TASKS FOR THIS EXERCISE:
**1)** Answer these questions about the forum thread on a mother-in-law:
(a) How many replies does the thread have?
(b) Which kinds of items does the original post say the mother-in-law has kept?
(c) On what date and at what time did Cashewcookie post?
**2)** Retype the forum thread on a mother-in-law from "My MIL has kept" to "she's kept everything.".

Share your dilemmas and get honest opinions from other Mumsnetters.

Going to get flamed- another MIL one

148 replies

flameyone · 21/09/2021 20:14

OK, name changed for this one.

I know I'm BU. But just wondered if anyone would feel the same slight annoyance/ grating.

My MIL has kept everything her two kids have ever used in their lives. Think, spoons, plates, potties, all toys etc etc etc. She's thrown nothing away ever.

I have a son and he gets to use those things all the time when we go there. Super useful. But MIL feels the need to mention it constantly that son is using daddy's old spoon. Or auntie's old cup. She also always mentions how she's kept everything.

I mean, constant mentioning of that. It just grates on me and I'm not sure why. Would the constant reminding grate on anyone else? I don't mind son using this stuff at all. It's great and it's nice. Just the reminding grates.

OP posts:
Cashewcookie · 21/09/2021 21:19

My mil repeats stories of her children’s childhoods constantly. Winds me up good and proper. May not be a big thing for some but I find my blood pressure rising every time she says my name and then says: when the kids were small blah blah blah. And it’s always in relation to my ds.

Does everything need to revert back to YOU?

pisses me off no end.

seaandsandcastles · 21/09/2021 21:19

I actually think that’s really sweet.

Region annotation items
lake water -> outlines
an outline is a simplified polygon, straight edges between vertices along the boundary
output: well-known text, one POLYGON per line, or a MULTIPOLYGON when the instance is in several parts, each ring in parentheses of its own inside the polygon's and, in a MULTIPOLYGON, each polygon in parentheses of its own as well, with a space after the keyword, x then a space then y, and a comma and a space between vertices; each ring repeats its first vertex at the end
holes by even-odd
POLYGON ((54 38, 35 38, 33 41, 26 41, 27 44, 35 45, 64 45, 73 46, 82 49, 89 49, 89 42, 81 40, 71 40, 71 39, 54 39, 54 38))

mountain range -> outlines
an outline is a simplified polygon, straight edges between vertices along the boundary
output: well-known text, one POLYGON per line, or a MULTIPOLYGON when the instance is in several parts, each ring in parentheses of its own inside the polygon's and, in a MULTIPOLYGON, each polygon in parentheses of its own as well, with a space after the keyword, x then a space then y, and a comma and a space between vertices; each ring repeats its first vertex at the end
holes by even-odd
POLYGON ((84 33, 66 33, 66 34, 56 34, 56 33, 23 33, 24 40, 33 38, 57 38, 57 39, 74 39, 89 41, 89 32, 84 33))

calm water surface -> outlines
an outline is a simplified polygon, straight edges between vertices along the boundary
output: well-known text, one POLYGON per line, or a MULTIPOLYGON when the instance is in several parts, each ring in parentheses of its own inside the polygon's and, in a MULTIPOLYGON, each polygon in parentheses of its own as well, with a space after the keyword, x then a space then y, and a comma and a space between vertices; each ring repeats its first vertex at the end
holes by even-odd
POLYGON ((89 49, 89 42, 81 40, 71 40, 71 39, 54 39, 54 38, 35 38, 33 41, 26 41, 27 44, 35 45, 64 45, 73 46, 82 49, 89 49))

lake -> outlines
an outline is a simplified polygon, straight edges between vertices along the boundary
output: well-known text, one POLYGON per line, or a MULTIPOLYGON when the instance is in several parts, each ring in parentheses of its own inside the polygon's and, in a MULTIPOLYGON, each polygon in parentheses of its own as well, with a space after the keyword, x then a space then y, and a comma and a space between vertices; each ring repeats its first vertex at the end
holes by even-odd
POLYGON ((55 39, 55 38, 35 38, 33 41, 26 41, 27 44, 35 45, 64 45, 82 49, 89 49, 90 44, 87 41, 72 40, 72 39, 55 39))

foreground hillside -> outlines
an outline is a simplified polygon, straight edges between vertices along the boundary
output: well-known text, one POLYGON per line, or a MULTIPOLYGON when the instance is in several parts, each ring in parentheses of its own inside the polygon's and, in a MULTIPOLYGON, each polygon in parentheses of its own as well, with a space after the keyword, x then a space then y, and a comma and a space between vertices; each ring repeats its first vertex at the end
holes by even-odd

SOLUTIONS TO THE PROBLEMS:
**1)**
(a) 148
(b) Everything her two kids ever used, such as spoons, plates, potties and all toys
(c) 21/09/2021 at 21:19

**2)**
My MIL has kept everything her two kids have ever used in their lives. Think, spoons, plates, potties, all toys etc etc etc. She's thrown nothing away ever.

I have a son and he gets to use those things all the time when we go there. Super useful. But MIL feels the need to mention it constantly that son is using daddy's old spoon. Or auntie's old cup. She also always mentions how she's kept everything.